Excerpts of location labeling data
• • • • • • •
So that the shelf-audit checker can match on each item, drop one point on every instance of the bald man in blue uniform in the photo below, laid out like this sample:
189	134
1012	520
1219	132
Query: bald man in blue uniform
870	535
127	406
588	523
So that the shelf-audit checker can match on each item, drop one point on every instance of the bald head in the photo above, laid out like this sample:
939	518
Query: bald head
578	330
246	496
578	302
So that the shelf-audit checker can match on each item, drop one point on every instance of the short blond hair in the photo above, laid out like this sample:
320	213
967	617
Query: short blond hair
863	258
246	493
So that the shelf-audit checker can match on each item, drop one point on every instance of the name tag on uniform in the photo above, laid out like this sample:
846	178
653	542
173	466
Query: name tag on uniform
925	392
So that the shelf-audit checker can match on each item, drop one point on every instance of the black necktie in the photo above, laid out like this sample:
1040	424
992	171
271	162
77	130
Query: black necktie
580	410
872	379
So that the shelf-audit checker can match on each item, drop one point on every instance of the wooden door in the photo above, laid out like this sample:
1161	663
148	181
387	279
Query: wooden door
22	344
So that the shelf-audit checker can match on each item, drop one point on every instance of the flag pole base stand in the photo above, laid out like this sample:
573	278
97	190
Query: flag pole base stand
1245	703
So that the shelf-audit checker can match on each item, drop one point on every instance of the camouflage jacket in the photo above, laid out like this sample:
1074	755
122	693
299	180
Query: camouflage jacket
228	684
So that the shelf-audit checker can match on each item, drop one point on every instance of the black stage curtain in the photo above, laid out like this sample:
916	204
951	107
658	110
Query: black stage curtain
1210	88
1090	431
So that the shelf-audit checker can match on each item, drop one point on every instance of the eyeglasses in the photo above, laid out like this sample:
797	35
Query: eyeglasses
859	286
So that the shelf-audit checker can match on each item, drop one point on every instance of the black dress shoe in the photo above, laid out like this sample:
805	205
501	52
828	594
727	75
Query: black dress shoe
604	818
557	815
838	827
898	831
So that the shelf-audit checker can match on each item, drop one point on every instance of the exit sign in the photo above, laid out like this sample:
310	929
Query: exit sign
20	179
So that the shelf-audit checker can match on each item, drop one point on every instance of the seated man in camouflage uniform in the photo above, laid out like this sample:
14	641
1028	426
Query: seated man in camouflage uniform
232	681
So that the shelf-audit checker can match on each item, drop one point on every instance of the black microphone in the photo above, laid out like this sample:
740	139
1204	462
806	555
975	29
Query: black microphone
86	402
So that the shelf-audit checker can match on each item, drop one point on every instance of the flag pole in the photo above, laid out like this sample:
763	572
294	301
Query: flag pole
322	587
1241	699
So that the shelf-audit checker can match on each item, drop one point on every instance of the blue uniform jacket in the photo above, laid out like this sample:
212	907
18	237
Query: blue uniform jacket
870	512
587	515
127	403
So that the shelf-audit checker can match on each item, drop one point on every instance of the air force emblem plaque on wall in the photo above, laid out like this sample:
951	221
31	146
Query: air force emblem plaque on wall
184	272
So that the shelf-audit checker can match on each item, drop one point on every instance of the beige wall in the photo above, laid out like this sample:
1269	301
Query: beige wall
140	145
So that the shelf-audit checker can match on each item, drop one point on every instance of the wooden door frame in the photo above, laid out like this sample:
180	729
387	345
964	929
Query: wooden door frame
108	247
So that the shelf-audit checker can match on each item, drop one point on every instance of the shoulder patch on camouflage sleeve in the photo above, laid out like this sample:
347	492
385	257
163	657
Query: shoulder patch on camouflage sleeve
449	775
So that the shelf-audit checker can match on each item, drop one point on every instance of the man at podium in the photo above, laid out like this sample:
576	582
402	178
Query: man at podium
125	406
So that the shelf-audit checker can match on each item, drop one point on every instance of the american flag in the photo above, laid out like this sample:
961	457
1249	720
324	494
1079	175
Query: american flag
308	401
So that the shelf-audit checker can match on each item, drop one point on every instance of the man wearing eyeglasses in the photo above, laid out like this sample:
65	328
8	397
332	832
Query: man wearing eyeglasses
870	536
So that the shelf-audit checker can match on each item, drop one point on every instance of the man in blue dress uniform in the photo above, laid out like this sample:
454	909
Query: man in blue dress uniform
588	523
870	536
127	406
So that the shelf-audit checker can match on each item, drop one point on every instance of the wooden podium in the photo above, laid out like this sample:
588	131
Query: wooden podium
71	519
• • • • • • •
● **SHORT PROBLEM**: Return every line of the material exactly.

● **RESULT OF THIS TASK**:
So that the shelf-audit checker can match on each item, drop one point on every instance of the bald man in blue uniform in the photo below, laid out like this sample:
189	134
1012	520
1219	132
Query: bald man in blue uniform
870	535
127	406
588	523
So that the shelf-audit checker can match on each item, drop one point on every instance of the bald head in the photo above, laid out like this sample:
939	518
Query: bald head
578	330
246	496
578	302
So that the shelf-audit checker can match on each item, drop one point on every instance of the short blond hair in the photo above, laid out like this sample:
320	213
967	617
Query: short blond hair
863	258
246	493
So that the shelf-audit checker can match on each item, drop one point on every instance of the name tag on uniform in the photo above, laid out like this sample:
846	178
653	542
173	466
Query: name tag on uniform
925	392
So that the shelf-audit checker can match on each item, drop one point on every instance of the black necktie in the photo above, laid out like this sample:
1040	424
992	171
271	162
77	130
Query: black necktie
580	410
872	379
So that the shelf-audit checker can match on each item, drop one point on every instance of the wooden door in the photo above, laid out like this sample:
1161	663
148	181
387	279
Query: wooden door
22	344
So that the shelf-audit checker can match on each item, drop one point on every instance of the flag pole base stand in the photo above, laid out like this sample:
573	278
97	190
Query: flag pole base stand
1245	703
So that the shelf-audit checker can match on each item, drop one point on every instance of the camouflage jacket in the photo above, laid out like this sample:
1074	755
122	693
299	180
Query: camouflage jacket
228	684
So that the shelf-audit checker can match on each item, drop one point on every instance of the black stage curtain in the photo above, laid out like this sample:
916	204
951	107
658	110
Query: black stage curtain
1210	88
1090	431
So that the shelf-audit checker can match on each item, drop one point on every instance of the eyeglasses in the photo above, laid out like this sample:
797	35
Query: eyeglasses
859	286
So that the shelf-audit checker can match on each item, drop one point on every instance of the black dress shoe in the photo above, laid out like this sample:
805	205
501	52
828	594
727	75
Query: black dress shoe
604	818
557	815
838	827
898	831
So that the shelf-audit checker can match on each item, drop one point on every instance of the exit sign in the photo above, laid out like this sample:
310	929
Query: exit sign
20	179
So that the shelf-audit checker can match on each item, drop one point on every instance of the seated man in camouflage uniform in the photo above, laid out like this sample:
14	641
1028	426
Query: seated man in camouflage uniform
232	681
So that the shelf-audit checker can match on each item, drop one point on every instance of the black microphone in the photo above, laid out like this sample:
740	139
1204	462
806	555
975	29
Query: black microphone
86	402
So that the shelf-audit checker can match on each item, drop one point on every instance of the flag pole in the photo above, laid out like this sample:
763	572
294	301
Query: flag pole
322	587
1241	699
So that the shelf-audit checker can match on each item, drop one point on every instance of the blue uniform jacket in the photo above, laid out like this sample:
212	907
18	237
Query: blue uniform jacket
870	512
587	515
127	403
So that the shelf-audit checker can match on each item, drop one point on every instance of the air force emblem plaque on wall in the photo above, laid out like this sample:
951	221
31	146
Query: air force emblem plaque on wall
184	272
So that the shelf-audit checker can match on each item, drop one point on every instance of the beige wall in the photo above, laid out like this sample:
1269	301
Query: beige wall
140	145
So that the shelf-audit checker can match on each item, drop one point on every instance of the wooden door frame in the photo above, laid out like this sample:
180	729
387	345
964	929
Query: wooden door frame
108	247
So that the shelf-audit checker can match on each item, drop one point on every instance of the shoulder patch on camouflage sleeve in the photo above, laid out like this sample:
347	492
385	257
163	657
Query: shoulder patch on camouflage sleeve
449	775
So that the shelf-audit checker can match on each item, drop one point on every instance of the man at podium in the photo above, laid out like this sample:
576	582
402	178
Query: man at podium
125	406
So that the shelf-audit checker can match on each item, drop one point on every instance of the american flag in the photo above, laid out like this sample:
961	457
1249	720
324	494
1079	175
Query: american flag
308	401
So that the shelf-audit checker can match on each item, drop one point on every instance of the man wearing eyeglasses in the photo above, laid out like this sample:
65	328
8	397
332	832
Query: man wearing eyeglasses
870	536
So that the shelf-audit checker can match on each item, drop one point on every instance of the man in blue dress uniform in the photo above, laid out like this sample:
454	909
Query: man in blue dress uniform
588	523
870	536
127	406
So that the shelf-audit checker can match on each item, drop one point on every instance of the wooden podium in the photo above, laid out like this sample:
588	131
Query: wooden podium
71	519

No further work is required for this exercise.